### What you have to do:
Duplicate each of the following items line for line, keeping every character unchanged.

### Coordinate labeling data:
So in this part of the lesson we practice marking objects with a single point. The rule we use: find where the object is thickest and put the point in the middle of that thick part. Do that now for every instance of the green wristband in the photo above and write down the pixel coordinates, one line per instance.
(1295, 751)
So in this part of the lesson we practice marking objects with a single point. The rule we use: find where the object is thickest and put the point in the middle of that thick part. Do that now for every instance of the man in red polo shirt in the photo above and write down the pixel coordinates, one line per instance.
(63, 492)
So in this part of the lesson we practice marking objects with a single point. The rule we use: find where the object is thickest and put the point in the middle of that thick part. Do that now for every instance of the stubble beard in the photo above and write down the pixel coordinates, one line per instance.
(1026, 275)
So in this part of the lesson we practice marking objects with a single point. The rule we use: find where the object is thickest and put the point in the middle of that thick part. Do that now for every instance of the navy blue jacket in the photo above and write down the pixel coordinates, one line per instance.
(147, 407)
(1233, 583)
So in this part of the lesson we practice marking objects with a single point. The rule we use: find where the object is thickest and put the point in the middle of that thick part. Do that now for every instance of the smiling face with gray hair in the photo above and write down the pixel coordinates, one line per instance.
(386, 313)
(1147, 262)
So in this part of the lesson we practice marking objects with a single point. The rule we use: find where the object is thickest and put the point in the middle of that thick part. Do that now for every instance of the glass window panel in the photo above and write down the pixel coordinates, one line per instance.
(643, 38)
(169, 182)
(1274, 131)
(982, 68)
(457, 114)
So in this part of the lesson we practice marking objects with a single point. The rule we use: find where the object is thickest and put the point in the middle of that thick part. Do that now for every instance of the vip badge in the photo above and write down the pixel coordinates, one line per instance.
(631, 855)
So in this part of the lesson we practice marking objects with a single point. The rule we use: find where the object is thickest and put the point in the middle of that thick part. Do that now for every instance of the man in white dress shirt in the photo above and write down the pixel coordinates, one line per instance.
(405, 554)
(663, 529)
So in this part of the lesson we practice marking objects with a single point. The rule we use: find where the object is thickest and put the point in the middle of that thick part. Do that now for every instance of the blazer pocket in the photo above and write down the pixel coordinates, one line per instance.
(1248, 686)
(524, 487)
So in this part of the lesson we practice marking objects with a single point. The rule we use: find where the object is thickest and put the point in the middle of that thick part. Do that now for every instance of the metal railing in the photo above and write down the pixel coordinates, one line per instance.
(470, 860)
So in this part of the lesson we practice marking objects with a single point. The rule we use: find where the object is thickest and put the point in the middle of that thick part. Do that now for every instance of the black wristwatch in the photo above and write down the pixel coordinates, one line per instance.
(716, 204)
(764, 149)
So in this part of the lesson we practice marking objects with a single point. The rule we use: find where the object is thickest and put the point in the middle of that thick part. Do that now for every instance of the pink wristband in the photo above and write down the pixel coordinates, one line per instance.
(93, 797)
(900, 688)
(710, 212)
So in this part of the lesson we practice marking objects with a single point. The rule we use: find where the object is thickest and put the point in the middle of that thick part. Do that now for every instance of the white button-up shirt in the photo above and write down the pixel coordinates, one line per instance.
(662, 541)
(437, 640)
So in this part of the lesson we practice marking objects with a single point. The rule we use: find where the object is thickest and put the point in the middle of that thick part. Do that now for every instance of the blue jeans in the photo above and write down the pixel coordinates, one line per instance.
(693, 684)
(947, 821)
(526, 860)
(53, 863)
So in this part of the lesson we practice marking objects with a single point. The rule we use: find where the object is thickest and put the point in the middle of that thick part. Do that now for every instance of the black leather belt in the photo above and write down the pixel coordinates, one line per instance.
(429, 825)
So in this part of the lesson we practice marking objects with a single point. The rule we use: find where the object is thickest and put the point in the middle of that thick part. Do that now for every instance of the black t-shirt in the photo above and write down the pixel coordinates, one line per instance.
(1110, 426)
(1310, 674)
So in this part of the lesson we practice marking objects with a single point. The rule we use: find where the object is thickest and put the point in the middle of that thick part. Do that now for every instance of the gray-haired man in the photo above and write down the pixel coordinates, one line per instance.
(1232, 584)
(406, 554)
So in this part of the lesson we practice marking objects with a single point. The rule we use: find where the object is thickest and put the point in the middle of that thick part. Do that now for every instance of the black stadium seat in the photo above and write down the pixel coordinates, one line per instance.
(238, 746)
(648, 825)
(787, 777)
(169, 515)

### Solution below:
So in this part of the lesson we practice marking objects with a single point. The rule we use: find where the object is thickest and put the point in the middle of that thick part. Do that now for every instance of the green wristband in the photo above and write down the pixel coordinates, one line per instance.
(1295, 751)
So in this part of the lesson we practice marking objects with a single point. The rule we use: find where the object is thickest and put the point in the middle of that thick part. Do that now for every instance of the man in red polo shirt in the photo above and write down the pixel coordinates, one line per instance.
(63, 492)
So in this part of the lesson we practice marking objects with a single point. The rule we use: find where the object is thickest and put the point in the middle of that thick part. Do that now for every instance of the stubble beard in the photo above and write down the pixel coordinates, one line per instance.
(1026, 275)
So in this part of the lesson we practice marking objects with a single point. The rule we use: find where the object is thickest and put the point in the middle of that thick part. Do that now for every instance of the navy blue jacket in the photo above and write down the pixel coordinates, one line per instance.
(147, 407)
(1233, 583)
So in this part of the lesson we practice marking objects with a single point. The rule we use: find where the object is thickest and put the point in the middle of that thick part. Do that now for every instance of the smiling face with gray hair in the photo above and write down the pixel coordinates, one line per instance.
(386, 313)
(1147, 262)
So in this part of the lesson we practice marking objects with a single point. The rule we use: find where the object is thickest and put the point in the middle of that thick part. Do that now for every instance of the glass window panel in the photo above and write down the pixel coordinates, one line per instance.
(643, 38)
(169, 182)
(1274, 131)
(982, 68)
(457, 114)
So in this part of the lesson we practice marking objects with a single point. The rule we use: find where the object is thickest and put the point in the middle of that thick part. Do that now for every instance of the vip badge in the photo above and write down the pixel coordinates, one line per instance.
(631, 855)
So in this part of the lesson we practice marking objects with a single point. The rule we use: find where the object is thickest and put the point in the middle of that thick part. Do that now for every instance of the man in white dress shirt in the photo above and write down the pixel coordinates, one line per instance.
(405, 554)
(663, 529)
So in this part of the lesson we practice marking objects with a single point. The rule we use: find where the object is thickest and put the point in the middle of that thick part. Do that now for every instance of the blazer pocket in the photo above and write down the pixel coordinates, one line per instance.
(1248, 686)
(524, 487)
So in this part of the lesson we practice marking objects with a single point. The rule we use: find where the object is thickest and put the point in the middle of that thick part. Do that now for every instance of the metal railing in the photo above and write down the pixel coordinates, one line per instance.
(470, 860)
So in this part of the lesson we practice marking objects with a single point. The rule we use: find where the object is thickest and put the point in the middle of that thick part. Do that now for every instance of the black wristwatch in the photo above and write down the pixel coordinates, one line per instance.
(716, 204)
(764, 149)
So in this part of the lesson we practice marking objects with a single point. The rule we use: find where the object is thickest and put the point in the middle of that thick part. Do that now for every instance of the pink wristband in the photo above and write down the pixel coordinates, one line per instance.
(93, 797)
(900, 688)
(710, 212)
So in this part of the lesson we practice marking objects with a single point. The rule we use: find where the object is thickest and put the point in the middle of that thick part. Do that now for every instance of the white button-up shirt in the photo above and write down the pixel coordinates, one line per instance.
(662, 541)
(437, 640)
So in this part of the lesson we practice marking objects with a single point. The rule we use: find where the object is thickest and put the point in the middle of that thick part. Do that now for every instance of the blue jeans in the photo above and write down the pixel coordinates, one line per instance.
(693, 684)
(947, 821)
(526, 860)
(53, 863)
So in this part of the lesson we practice marking objects with a single point. The rule we use: find where the object is thickest and put the point in the middle of that thick part. Do that now for every instance of the black leather belt in the photo above and write down the pixel coordinates, one line per instance.
(429, 825)
So in this part of the lesson we practice marking objects with a single point. The rule we use: find where the object is thickest and put the point in the middle of that thick part. Do that now for every instance of the black t-shirt in the photo above and write down the pixel coordinates, one line per instance.
(1110, 426)
(1310, 674)
So in this part of the lesson we practice marking objects with a single point. The rule we use: find where the object is thickest and put the point in the middle of that thick part. Do that now for every instance of the gray-haired man in the photo above and write down the pixel coordinates, one line per instance.
(1232, 584)
(406, 554)
So in this part of the lesson we practice marking objects with a single point. The rule we use: find where the object is thickest and put the point in the middle of that thick part. Do that now for every instance of the black stadium seat in the photo above and write down the pixel coordinates, one line per instance.
(238, 746)
(648, 825)
(787, 777)
(169, 515)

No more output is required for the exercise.